* **GIVEN INSTRUCTION**
Reproduce only the lines from the line containing "If you could mark the flat" to the end of the entries below, including both of those lines.

begin

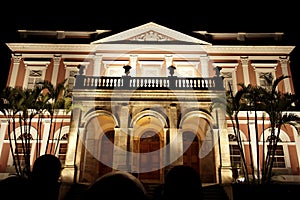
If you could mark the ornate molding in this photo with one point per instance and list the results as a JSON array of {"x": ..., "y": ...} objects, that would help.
[{"x": 151, "y": 36}]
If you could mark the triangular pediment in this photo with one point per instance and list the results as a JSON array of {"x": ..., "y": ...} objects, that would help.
[{"x": 150, "y": 32}]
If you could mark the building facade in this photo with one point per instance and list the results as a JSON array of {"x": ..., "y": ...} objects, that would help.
[{"x": 142, "y": 101}]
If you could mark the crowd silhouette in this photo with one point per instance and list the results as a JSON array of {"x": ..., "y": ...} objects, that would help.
[{"x": 181, "y": 182}]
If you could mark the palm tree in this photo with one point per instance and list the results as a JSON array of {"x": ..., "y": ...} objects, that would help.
[
  {"x": 278, "y": 106},
  {"x": 55, "y": 99},
  {"x": 271, "y": 102},
  {"x": 20, "y": 106}
]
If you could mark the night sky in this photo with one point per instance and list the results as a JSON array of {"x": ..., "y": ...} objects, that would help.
[{"x": 183, "y": 16}]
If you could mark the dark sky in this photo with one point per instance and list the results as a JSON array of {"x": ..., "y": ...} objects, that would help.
[{"x": 184, "y": 16}]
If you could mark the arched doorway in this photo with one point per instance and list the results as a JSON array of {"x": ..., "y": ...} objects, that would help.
[
  {"x": 106, "y": 155},
  {"x": 191, "y": 150},
  {"x": 150, "y": 156}
]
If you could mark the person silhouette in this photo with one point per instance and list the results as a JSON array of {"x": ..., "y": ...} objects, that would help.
[
  {"x": 116, "y": 185},
  {"x": 182, "y": 182},
  {"x": 45, "y": 176},
  {"x": 15, "y": 187}
]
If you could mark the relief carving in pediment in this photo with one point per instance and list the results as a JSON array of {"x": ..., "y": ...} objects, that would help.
[{"x": 150, "y": 36}]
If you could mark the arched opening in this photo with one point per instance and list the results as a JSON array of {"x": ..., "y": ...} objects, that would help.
[{"x": 150, "y": 156}]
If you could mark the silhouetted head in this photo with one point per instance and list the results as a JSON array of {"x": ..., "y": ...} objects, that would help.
[
  {"x": 182, "y": 182},
  {"x": 46, "y": 168},
  {"x": 117, "y": 185},
  {"x": 15, "y": 187}
]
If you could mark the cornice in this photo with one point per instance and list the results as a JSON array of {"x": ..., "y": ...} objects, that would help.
[
  {"x": 249, "y": 49},
  {"x": 32, "y": 47},
  {"x": 90, "y": 48}
]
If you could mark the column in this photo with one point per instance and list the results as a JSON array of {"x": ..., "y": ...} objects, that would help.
[
  {"x": 285, "y": 72},
  {"x": 221, "y": 145},
  {"x": 175, "y": 145},
  {"x": 97, "y": 65},
  {"x": 169, "y": 62},
  {"x": 3, "y": 129},
  {"x": 45, "y": 136},
  {"x": 56, "y": 63},
  {"x": 15, "y": 69},
  {"x": 204, "y": 66},
  {"x": 244, "y": 61},
  {"x": 120, "y": 141},
  {"x": 133, "y": 61},
  {"x": 70, "y": 169}
]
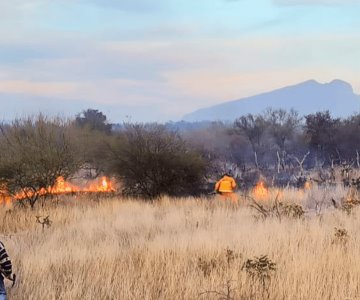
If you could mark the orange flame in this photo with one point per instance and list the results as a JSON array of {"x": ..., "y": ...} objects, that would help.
[
  {"x": 61, "y": 186},
  {"x": 260, "y": 191}
]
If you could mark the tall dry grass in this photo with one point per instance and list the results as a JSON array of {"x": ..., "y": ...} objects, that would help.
[{"x": 180, "y": 249}]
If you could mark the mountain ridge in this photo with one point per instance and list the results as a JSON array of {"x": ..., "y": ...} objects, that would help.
[{"x": 306, "y": 97}]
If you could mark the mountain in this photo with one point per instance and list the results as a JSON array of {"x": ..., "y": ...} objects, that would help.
[{"x": 308, "y": 97}]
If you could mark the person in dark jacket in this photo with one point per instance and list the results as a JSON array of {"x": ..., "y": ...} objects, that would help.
[{"x": 5, "y": 270}]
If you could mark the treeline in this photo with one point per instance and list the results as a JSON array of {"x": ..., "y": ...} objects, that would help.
[{"x": 151, "y": 160}]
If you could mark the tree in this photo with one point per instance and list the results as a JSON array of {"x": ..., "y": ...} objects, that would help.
[
  {"x": 281, "y": 126},
  {"x": 253, "y": 127},
  {"x": 34, "y": 153},
  {"x": 93, "y": 120},
  {"x": 152, "y": 161},
  {"x": 321, "y": 130}
]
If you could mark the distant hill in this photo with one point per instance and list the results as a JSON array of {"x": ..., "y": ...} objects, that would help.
[{"x": 307, "y": 97}]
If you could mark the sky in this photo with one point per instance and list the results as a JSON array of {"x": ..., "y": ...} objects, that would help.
[{"x": 156, "y": 60}]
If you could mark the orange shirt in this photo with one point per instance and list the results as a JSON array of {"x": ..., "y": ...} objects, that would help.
[{"x": 225, "y": 184}]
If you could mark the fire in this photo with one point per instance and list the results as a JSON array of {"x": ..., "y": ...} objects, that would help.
[
  {"x": 307, "y": 185},
  {"x": 61, "y": 186},
  {"x": 260, "y": 191}
]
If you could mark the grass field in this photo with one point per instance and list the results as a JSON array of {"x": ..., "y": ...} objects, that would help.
[{"x": 183, "y": 249}]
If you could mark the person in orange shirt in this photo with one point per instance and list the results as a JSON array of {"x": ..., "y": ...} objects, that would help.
[{"x": 225, "y": 187}]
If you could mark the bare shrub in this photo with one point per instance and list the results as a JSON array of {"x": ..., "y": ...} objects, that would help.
[
  {"x": 260, "y": 270},
  {"x": 34, "y": 153},
  {"x": 152, "y": 161}
]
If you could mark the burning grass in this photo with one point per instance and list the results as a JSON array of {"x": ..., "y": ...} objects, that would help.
[
  {"x": 125, "y": 249},
  {"x": 61, "y": 187}
]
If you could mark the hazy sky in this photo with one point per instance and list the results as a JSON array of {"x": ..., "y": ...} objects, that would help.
[{"x": 159, "y": 59}]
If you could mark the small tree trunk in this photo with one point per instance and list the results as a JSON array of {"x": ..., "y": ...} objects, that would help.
[
  {"x": 279, "y": 162},
  {"x": 256, "y": 161}
]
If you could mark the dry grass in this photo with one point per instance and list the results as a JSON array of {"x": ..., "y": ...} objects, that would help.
[{"x": 123, "y": 249}]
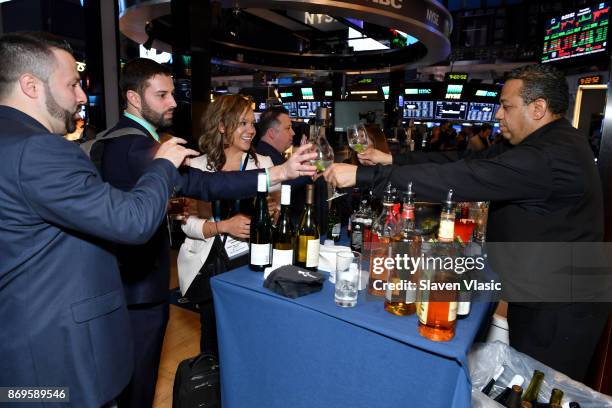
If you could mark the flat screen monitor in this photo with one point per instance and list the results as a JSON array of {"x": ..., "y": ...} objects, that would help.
[
  {"x": 482, "y": 112},
  {"x": 307, "y": 109},
  {"x": 347, "y": 113},
  {"x": 577, "y": 33},
  {"x": 451, "y": 110},
  {"x": 418, "y": 109},
  {"x": 291, "y": 108}
]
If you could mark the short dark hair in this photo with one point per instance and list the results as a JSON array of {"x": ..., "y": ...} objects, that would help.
[
  {"x": 541, "y": 81},
  {"x": 27, "y": 52},
  {"x": 137, "y": 72},
  {"x": 269, "y": 119}
]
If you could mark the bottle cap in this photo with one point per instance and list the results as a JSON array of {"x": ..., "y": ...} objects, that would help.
[
  {"x": 262, "y": 186},
  {"x": 516, "y": 380},
  {"x": 285, "y": 194}
]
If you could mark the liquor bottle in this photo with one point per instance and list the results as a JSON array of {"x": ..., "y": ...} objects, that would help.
[
  {"x": 384, "y": 231},
  {"x": 503, "y": 396},
  {"x": 361, "y": 226},
  {"x": 514, "y": 399},
  {"x": 556, "y": 396},
  {"x": 282, "y": 242},
  {"x": 533, "y": 389},
  {"x": 446, "y": 233},
  {"x": 399, "y": 299},
  {"x": 261, "y": 229},
  {"x": 333, "y": 222},
  {"x": 307, "y": 241},
  {"x": 489, "y": 386}
]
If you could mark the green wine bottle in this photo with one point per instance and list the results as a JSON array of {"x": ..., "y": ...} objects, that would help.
[{"x": 307, "y": 241}]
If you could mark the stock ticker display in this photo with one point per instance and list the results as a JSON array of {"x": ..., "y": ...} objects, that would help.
[
  {"x": 578, "y": 33},
  {"x": 418, "y": 109}
]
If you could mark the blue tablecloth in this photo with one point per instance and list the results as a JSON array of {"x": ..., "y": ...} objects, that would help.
[{"x": 307, "y": 352}]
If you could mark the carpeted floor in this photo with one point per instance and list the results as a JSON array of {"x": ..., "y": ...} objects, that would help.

end

* **RESPONSE**
If you could mark the flat screen monitor in this photo with one point per instance and list the results as a JSON array of {"x": ..., "y": ...} objects, that would help.
[
  {"x": 482, "y": 112},
  {"x": 307, "y": 109},
  {"x": 347, "y": 113},
  {"x": 577, "y": 33},
  {"x": 451, "y": 110},
  {"x": 418, "y": 109},
  {"x": 291, "y": 108}
]
If you could mark the short dark hair in this photo with one point per instance and list the results as a JSON array of {"x": ..., "y": ...} objects, that would help.
[
  {"x": 541, "y": 81},
  {"x": 27, "y": 52},
  {"x": 137, "y": 72},
  {"x": 269, "y": 119}
]
If you could mark the bottle cap in this photo with one point per instance and list the results as a JSON array of {"x": ..., "y": ...} objects, that would help.
[
  {"x": 262, "y": 186},
  {"x": 516, "y": 380},
  {"x": 285, "y": 194}
]
If you could mark the liquor bottle in this photo with one point per instance and list the results as a JSON array of {"x": ..., "y": ...} objects, that would help.
[
  {"x": 384, "y": 231},
  {"x": 503, "y": 396},
  {"x": 361, "y": 226},
  {"x": 514, "y": 399},
  {"x": 556, "y": 396},
  {"x": 282, "y": 242},
  {"x": 533, "y": 389},
  {"x": 446, "y": 233},
  {"x": 399, "y": 299},
  {"x": 261, "y": 229},
  {"x": 333, "y": 222},
  {"x": 307, "y": 241},
  {"x": 489, "y": 386}
]
If you could mark the green wine bottle in this photo with one point per instance and list the results as a JSON array of {"x": ..., "y": ...} objects, that would help.
[{"x": 307, "y": 241}]
If you could mark the stock ticker display in this photo with one point per instance and list the results as a JSON array of {"x": ..., "y": ...} objects, that would help.
[
  {"x": 578, "y": 33},
  {"x": 418, "y": 109}
]
If you could mark the blue tablecloth in this photo with one point per instance and list the results as a JSON array of {"x": ..., "y": ...} objects, that would help.
[{"x": 307, "y": 352}]
If you could mark the carpeted floor in this photo with one point per instance and list the results as a JSON array of {"x": ..., "y": ...} objects, that would help.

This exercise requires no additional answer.